▶ _Stated problem_: Can you pick up the press release below about Fraser Papers curtailing production at its Gorham mill and continue it from its last sentence?

▶ _Text extract_:
---------------

Press release from the issuing company

TORONTO, ONTARIO - Feb. 11, 2008 - Fraser Papers Inc. announced today it plans to curtail production of commodity freesheet paper grades on paper machines #13 and #14 at its paper mill in Gorham, New Hampshire for an indefinite period starting April 13, 2008. Production on paper machine #12 was suspended late in 2007. Fraser Papers expects to continue operating two of the five paper machines (paper machines #11 and #19) in Gorham that produce specialty printing papers (principally light-weight opaque papers) and industrial towel. The three machines to be curtailed represent annual production capacity of 109,000 tons.

"The impact of rising input costs, particularly oil and market pulp, has resulted in significant operating losses for certain of the grades produced at the Gorham mill," said Peter Gordon, President and CEO of Fraser Papers. "Increases in the selling price of commodity freesheet products have not been sufficient to offset these rising costs," noted Gordon.

---------------

▶ _A block of records_:
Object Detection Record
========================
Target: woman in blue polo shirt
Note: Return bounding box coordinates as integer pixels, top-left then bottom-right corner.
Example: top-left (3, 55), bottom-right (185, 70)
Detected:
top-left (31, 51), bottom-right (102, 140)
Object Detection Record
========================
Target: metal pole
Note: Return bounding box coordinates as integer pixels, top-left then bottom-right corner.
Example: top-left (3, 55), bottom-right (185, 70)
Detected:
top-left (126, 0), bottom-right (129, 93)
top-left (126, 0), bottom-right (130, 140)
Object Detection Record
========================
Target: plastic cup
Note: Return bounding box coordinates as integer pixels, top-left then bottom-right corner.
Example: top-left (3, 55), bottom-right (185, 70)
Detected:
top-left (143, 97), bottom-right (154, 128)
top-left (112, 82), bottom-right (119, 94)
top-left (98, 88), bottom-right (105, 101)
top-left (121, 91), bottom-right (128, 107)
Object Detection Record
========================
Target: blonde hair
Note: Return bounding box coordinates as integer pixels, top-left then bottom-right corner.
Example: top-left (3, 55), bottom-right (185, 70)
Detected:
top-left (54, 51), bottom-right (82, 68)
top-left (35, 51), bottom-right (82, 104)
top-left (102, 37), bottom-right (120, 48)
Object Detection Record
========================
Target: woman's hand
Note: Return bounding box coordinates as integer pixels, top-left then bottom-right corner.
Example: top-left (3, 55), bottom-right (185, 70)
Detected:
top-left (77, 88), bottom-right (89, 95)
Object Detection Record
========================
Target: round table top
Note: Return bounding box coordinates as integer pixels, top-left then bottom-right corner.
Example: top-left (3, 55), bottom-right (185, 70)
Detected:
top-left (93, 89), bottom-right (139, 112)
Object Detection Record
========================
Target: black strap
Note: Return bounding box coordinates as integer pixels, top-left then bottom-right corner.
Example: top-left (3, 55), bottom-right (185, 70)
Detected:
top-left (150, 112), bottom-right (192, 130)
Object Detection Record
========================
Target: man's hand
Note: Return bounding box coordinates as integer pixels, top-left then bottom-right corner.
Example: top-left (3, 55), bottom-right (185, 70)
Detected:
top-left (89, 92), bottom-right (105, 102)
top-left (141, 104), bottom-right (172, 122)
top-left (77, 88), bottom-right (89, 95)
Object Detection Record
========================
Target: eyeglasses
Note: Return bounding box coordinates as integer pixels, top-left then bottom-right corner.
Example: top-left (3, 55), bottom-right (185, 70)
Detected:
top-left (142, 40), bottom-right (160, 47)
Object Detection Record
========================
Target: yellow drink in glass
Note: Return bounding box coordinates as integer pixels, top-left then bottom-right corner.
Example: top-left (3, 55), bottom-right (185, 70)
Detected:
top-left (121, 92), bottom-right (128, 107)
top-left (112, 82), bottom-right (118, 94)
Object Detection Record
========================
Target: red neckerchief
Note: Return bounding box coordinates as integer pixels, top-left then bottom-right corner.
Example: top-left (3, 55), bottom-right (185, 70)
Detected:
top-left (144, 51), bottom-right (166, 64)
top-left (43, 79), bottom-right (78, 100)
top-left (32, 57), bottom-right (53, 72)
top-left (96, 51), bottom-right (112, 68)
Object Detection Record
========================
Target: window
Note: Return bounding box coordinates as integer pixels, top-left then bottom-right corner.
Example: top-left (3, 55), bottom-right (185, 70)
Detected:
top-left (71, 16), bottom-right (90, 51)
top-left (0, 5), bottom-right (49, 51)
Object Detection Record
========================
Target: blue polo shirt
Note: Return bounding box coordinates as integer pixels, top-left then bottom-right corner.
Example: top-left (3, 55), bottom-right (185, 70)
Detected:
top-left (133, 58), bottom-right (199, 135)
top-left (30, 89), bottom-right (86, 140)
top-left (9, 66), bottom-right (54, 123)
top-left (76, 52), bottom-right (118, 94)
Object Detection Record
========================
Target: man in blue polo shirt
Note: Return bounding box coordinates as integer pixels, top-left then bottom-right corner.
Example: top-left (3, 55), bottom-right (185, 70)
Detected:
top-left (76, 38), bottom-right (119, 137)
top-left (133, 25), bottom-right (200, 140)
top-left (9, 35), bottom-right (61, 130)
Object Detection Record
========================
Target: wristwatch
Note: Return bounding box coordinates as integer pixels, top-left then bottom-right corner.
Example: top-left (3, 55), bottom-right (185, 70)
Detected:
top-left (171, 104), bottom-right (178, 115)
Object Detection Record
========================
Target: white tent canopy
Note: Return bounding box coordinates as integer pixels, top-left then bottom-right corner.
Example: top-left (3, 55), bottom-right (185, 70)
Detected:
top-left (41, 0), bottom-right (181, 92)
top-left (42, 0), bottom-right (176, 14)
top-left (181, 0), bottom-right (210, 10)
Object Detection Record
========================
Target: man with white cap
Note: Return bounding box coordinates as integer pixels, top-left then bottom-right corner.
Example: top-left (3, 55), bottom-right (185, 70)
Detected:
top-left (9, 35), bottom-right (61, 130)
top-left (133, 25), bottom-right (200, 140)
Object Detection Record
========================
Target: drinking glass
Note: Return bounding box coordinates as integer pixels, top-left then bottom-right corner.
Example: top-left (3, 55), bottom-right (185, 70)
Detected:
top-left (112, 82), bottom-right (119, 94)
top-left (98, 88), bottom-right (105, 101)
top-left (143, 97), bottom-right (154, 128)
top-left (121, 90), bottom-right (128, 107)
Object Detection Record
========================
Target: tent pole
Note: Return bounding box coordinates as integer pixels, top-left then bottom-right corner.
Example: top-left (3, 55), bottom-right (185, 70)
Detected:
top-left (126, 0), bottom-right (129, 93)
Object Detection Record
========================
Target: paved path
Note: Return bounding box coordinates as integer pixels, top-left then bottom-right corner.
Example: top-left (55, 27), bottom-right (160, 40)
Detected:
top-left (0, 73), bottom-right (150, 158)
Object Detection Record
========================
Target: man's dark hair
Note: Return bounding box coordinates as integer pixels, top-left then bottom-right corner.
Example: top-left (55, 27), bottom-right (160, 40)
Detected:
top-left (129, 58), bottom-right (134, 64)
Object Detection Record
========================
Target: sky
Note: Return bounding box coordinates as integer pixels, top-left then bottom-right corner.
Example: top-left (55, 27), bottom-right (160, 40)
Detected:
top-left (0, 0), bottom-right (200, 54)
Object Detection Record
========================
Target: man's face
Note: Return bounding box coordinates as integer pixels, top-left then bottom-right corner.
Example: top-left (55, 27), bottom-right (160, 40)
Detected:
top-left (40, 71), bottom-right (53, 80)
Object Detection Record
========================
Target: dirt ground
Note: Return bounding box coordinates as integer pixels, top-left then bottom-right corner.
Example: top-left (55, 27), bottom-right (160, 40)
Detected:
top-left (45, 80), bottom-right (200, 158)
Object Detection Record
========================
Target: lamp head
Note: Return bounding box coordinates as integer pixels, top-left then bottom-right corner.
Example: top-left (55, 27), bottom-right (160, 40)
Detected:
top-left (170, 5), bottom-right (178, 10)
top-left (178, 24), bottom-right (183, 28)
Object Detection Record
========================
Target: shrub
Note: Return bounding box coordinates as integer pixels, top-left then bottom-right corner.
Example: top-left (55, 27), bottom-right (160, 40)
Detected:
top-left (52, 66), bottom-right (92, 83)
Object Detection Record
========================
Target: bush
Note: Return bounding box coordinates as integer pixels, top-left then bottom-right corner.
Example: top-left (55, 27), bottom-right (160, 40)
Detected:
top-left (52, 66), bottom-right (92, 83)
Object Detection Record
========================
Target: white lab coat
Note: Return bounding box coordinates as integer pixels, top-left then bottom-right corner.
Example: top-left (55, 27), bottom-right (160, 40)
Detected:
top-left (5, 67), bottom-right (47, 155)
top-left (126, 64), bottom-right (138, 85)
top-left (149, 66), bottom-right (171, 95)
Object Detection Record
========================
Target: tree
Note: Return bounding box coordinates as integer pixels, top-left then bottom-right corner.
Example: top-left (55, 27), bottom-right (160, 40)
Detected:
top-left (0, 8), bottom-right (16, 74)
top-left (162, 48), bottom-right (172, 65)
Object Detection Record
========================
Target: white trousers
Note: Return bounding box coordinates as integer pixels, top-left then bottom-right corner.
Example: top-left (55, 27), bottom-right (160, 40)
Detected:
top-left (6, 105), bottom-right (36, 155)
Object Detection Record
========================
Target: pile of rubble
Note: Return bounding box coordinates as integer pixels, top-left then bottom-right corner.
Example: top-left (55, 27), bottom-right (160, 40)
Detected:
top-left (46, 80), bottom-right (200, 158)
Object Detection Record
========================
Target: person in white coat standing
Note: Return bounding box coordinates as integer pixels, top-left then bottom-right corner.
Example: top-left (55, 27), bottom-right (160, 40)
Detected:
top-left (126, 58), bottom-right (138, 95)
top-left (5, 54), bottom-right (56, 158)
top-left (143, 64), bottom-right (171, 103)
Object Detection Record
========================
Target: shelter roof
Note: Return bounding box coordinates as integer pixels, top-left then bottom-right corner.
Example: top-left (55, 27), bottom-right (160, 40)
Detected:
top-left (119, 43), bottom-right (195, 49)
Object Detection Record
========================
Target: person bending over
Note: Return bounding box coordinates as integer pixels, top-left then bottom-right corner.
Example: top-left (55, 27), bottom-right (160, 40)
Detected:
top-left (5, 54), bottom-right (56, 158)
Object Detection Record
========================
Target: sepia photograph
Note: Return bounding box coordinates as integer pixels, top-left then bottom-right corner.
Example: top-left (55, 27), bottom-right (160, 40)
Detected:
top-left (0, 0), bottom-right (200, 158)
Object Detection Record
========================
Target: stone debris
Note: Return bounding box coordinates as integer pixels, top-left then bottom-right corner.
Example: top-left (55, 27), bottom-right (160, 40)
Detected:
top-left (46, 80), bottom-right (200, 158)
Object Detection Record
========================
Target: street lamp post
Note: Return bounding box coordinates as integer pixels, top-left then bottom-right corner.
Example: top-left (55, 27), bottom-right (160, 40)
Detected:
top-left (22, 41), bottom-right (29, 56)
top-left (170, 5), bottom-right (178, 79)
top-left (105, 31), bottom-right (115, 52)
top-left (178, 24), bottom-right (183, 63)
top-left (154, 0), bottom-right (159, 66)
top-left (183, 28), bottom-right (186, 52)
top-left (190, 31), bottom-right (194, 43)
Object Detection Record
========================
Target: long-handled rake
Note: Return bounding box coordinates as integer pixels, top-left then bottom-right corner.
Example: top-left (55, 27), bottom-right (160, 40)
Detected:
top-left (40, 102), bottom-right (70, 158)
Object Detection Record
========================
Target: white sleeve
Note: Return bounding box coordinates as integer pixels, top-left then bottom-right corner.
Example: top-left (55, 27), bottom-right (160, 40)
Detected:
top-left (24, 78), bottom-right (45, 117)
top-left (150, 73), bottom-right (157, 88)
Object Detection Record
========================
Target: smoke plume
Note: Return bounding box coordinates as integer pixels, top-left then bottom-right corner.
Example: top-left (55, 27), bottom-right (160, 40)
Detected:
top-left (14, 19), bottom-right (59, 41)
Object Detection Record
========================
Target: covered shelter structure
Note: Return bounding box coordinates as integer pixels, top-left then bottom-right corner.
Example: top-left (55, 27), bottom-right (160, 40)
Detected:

---------------

▶ _Answer to this problem_:
The Company will fulfill all of its existing commitments to customers and expects to operate at current production levels until April 13, 2008, depending on demand. If cost pressures ease and the profitability for the grades produced on these machines improves before April 13, 2008, the Company may cancel or defer the curtailments.

The State of New Hampshire has been working with the Company on alternatives to address increasing costs at the mill. During this temporary shutdown, Fraser Papers will continue to work with the State to explore various initiatives to reduce the mill's reliance on oil as a fuel source.

As a result of the production curtailments, 167 affected employees at the Gorham operations will be laid off indefinitely. The Company has given employees 60-day notice under the Workers Adjustment and Retraining Notice ("WARN") Act. Under the provisions of the WARN Act, affected employees will be paid through the notice period, even if the production cuts are implemented earlier.